▸ Exercise brief: Return every line of the data below word for word, including the punctuation.

▸ Dataset entries:
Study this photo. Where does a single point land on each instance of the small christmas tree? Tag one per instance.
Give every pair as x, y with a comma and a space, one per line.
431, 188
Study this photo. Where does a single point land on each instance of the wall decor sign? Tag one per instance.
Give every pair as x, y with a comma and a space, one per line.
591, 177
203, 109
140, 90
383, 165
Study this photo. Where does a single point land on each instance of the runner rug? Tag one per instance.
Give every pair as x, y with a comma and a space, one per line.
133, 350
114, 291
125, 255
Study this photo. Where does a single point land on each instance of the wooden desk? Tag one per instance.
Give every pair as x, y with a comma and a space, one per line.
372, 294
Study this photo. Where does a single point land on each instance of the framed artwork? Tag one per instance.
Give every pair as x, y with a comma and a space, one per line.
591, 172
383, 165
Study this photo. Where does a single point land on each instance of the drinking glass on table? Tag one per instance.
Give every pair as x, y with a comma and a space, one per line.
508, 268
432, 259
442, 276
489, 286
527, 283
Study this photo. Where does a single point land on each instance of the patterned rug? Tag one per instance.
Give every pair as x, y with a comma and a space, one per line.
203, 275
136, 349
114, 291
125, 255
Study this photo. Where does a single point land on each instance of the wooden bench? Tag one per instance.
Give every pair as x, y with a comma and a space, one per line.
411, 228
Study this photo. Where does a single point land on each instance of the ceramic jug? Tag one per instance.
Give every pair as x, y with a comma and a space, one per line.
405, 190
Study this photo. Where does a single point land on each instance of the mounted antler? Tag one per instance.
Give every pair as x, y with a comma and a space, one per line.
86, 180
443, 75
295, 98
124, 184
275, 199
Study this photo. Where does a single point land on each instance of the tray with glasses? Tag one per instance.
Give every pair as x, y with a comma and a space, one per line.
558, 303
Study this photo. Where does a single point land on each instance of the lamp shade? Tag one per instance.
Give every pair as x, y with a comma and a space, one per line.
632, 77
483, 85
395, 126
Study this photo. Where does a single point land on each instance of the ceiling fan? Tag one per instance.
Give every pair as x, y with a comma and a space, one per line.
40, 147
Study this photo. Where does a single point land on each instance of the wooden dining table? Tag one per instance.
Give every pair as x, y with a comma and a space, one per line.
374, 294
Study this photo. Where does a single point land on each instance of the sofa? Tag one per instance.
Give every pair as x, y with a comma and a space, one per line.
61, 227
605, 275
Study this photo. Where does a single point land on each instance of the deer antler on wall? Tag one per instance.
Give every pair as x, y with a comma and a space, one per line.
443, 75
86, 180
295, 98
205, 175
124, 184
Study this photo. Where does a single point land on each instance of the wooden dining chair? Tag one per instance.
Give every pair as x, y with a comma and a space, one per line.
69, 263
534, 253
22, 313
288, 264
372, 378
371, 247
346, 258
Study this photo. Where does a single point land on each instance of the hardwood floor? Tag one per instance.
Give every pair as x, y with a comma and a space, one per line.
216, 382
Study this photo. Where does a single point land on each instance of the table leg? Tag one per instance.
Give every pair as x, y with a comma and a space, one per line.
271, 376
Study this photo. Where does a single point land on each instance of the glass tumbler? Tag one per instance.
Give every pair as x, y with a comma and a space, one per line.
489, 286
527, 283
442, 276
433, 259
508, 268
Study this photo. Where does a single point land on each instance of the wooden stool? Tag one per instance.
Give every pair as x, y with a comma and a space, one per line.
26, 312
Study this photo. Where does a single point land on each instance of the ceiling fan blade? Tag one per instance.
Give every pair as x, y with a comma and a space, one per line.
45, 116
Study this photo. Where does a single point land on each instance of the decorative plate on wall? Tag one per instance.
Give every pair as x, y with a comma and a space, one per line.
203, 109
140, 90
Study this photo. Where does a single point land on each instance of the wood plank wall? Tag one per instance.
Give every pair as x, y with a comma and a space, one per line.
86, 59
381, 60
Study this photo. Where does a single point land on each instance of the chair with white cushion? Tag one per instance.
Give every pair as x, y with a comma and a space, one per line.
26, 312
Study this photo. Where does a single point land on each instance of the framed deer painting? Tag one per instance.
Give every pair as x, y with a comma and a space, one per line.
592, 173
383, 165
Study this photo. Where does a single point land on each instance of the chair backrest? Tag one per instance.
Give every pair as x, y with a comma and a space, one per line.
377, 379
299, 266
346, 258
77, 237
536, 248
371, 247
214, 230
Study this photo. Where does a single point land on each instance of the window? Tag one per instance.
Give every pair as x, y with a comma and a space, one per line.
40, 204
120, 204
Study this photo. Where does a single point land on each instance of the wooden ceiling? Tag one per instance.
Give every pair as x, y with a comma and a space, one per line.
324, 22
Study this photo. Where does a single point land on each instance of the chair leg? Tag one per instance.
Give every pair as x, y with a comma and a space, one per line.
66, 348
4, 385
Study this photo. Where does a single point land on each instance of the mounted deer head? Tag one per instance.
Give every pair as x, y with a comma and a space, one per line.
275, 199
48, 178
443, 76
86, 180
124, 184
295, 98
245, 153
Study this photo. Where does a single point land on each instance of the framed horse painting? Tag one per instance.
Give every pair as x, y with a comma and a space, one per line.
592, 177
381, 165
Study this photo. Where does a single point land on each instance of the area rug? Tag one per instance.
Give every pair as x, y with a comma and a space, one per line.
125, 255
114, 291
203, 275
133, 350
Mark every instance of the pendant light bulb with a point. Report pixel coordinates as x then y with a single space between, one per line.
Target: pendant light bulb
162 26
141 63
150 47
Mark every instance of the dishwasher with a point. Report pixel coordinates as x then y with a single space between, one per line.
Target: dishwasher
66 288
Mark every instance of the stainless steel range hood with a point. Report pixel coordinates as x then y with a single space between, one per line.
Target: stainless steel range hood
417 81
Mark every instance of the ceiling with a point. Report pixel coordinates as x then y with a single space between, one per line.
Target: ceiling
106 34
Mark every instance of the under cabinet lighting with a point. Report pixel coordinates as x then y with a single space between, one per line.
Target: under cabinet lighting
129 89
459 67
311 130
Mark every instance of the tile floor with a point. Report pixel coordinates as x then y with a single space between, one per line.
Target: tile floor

▸ Response to the exercise:
Study this photo. Where does a single point land on each instance of the small christmas tree? Tag one per instance.
Give every pair as x, y with a comma and a space, one per line.
431, 188
Study this photo. Where does a single point land on each instance of the wall decor sign? Tag one per instance.
Give every pair as x, y with a comma and a space, one per line.
591, 177
203, 109
140, 90
383, 165
Study this photo. Where does a single point land on each instance of the runner rug? Tag one per instance.
Give every pair as x, y with a comma and a space, one per line.
133, 350
114, 291
125, 255
Study this photo. Where does a single point land on each instance of the wooden desk? Tag one per instance.
Give every pair as x, y with a comma and a space, one per line.
372, 294
Study this photo. Where does a single point land on each instance of the framed artwork? Tag one per instance.
Give every pair as x, y with a comma and a space, one per line.
591, 172
383, 165
Study this photo. Where does a single point land on each instance of the drinking glass on table? Tag one per instance.
Give every pair as x, y with a comma and a space, one per line.
508, 268
432, 259
442, 276
489, 286
527, 283
Study this photo. Where does a single point land on each instance of the patterned rug? Tag one per instance.
Give every pair as x, y with a comma and a space, one per line.
203, 275
136, 349
114, 291
125, 255
Study this photo. Where does a single point land on each instance of the wooden bench? Tag one per instance.
Give every pair as x, y with a comma and a space, one per line.
411, 228
Study this photo. Where does a single point land on each instance of the ceramic jug? Tag one per instance.
Give every pair as x, y with a comma and a space, one per line.
405, 190
Study this photo. Where does a single point land on each instance of the mounted antler? Tag one per instance.
Give every pair as x, y with a comma and a space, one per line.
86, 180
443, 75
295, 98
124, 184
275, 199
Study this photo. Where does a single point land on each instance of the tray with glasses? Tag one per instance.
Give every pair as x, y with a comma and a space, one per line.
558, 303
Study this photo. Where does a single point land on each instance of the lamp shade? Tag one per instance.
Give every pair as x, y with a comma and a space, one per line.
632, 77
483, 85
395, 126
Study this photo. Where does a single point land on each instance of the ceiling fan? Tag one per instance.
Give every pair as x, y with a comma and a space, one per line.
40, 147
Study this photo. Where does a single point land on each instance of the wooden dining table? Tag one per instance.
Give every pair as x, y with a comma and a space, one per line.
374, 294
Study this photo. Where does a single point land on each instance of the sofa? Tag one per instance.
Give every pair as x, y with a comma and a space, one per line.
61, 227
605, 275
Study this photo. Where does a single point land on each instance of the deer antler on wall? Tag one per instance.
Give every pair as x, y with a comma and a space, one per line.
443, 75
86, 180
295, 98
205, 175
124, 184
Study this photo. Where does a single point land on each instance of the wooden dining chair? Tag one per instance.
Give every pair as x, y with a comma and a space, one per line.
69, 263
534, 253
22, 313
288, 264
372, 378
371, 247
346, 258
Study this photo. Where does a single point land on each instance of the hardwood floor? Tag one per instance.
Give every pair as x, y with a comma and a space, one per line.
216, 382
Study this photo. Where does a single point land on each instance of the table leg? Tag one per instance.
Give every pair as x, y with a comma and a space, one per line.
271, 376
Study this photo. Where does a single point land on each instance of the glass tumbler? Tag one per instance.
Give every pair as x, y with a comma and a space, one per line.
489, 286
527, 283
442, 276
433, 259
508, 268
Study this photo. Where does a single point land on each instance of the wooden stool? Tag one per instance.
Give every pair as x, y with a comma and a space, one per line.
26, 312
Study this photo. Where does a single point land on each instance of the ceiling fan blade? Tag one per instance.
Give every pair as x, y with a comma and a space, one per line.
45, 116
Study this photo. Where does a single point land on each instance of the decorative plate on wall? Tag one per instance.
Give every pair as x, y with a comma and a space, one per line.
203, 109
140, 90
Study this photo. Where does a single point land on each instance of the wood plank wall? Tag one per instance.
Give every pair as x, y with a comma and a space, one per line.
86, 59
381, 60
Study this photo. Where does a single point land on each instance of the chair with white cushion? Tag one per instance.
Give every pair as x, y with a comma and a space, one per line.
26, 312
Study this photo. Where does a single point land on each instance of the framed deer painting? Tag one per instance.
Give every pair as x, y with a comma and a space, one per line.
592, 173
383, 165
Study this photo. Where does a single point land on each instance of the chair backrest? Tag one per instance.
Give every pair as x, y with a comma and a space, one per line.
377, 379
299, 266
346, 258
77, 237
536, 248
371, 247
214, 230
Study this photo. Where does a single point land on each instance of the window? Tag one per instance.
Give every pair as x, y with a comma and a space, one per line.
40, 204
120, 204
Study this photo. Where does a single point land on each instance of the wooden ceiling? Tag one per instance.
Give every pair as x, y with a comma and a space, one per line.
324, 22
Study this photo. Where does a single point land on each instance of the chair leg? Tag one per instance.
Give every pair as x, y with a comma and a space, one per line.
66, 348
4, 385
Study this photo. Where does a single point land on each instance of the mounted deer head? Tag one per instance.
Give every pair as x, y with a comma and a space, one per line.
275, 199
48, 178
443, 76
86, 180
124, 184
295, 98
245, 153
Study this photo. Where does a single point land on each instance of the framed horse painting? Tag one per instance.
Give every pair as x, y with a comma and a space, one per line.
592, 177
381, 165
Study this photo. Where does a single point land on each instance of the area rug? Tag one per instance.
Give every pair as x, y with a comma and a space, one per line.
125, 255
114, 291
203, 275
133, 350
Mark every instance of the pendant light bulb with a point. Report pixel coordinates as x then y with a single space between, one per line.
Target: pendant light bulb
162 26
141 63
150 47
Mark every instance of the dishwasher with a point. Report pixel coordinates as x then y with a single space between, one per line.
Target: dishwasher
66 288
Mark every instance of the stainless steel range hood with a point. Report pixel coordinates as x then y with a single space between, one per line.
Target: stainless steel range hood
417 81
Mark every instance of the ceiling with a point. Report pixel coordinates as x then y with a single space between, one per line.
Target: ceiling
106 34
Mark every instance of the under cabinet lighting with a point. Report pixel coordinates as x then y with a single space between, one per line.
Target: under cabinet lighting
129 89
459 67
311 130
Mark every instance of the tile floor with a point. Report pixel coordinates as x then y with a single space between, one per line.
Target: tile floor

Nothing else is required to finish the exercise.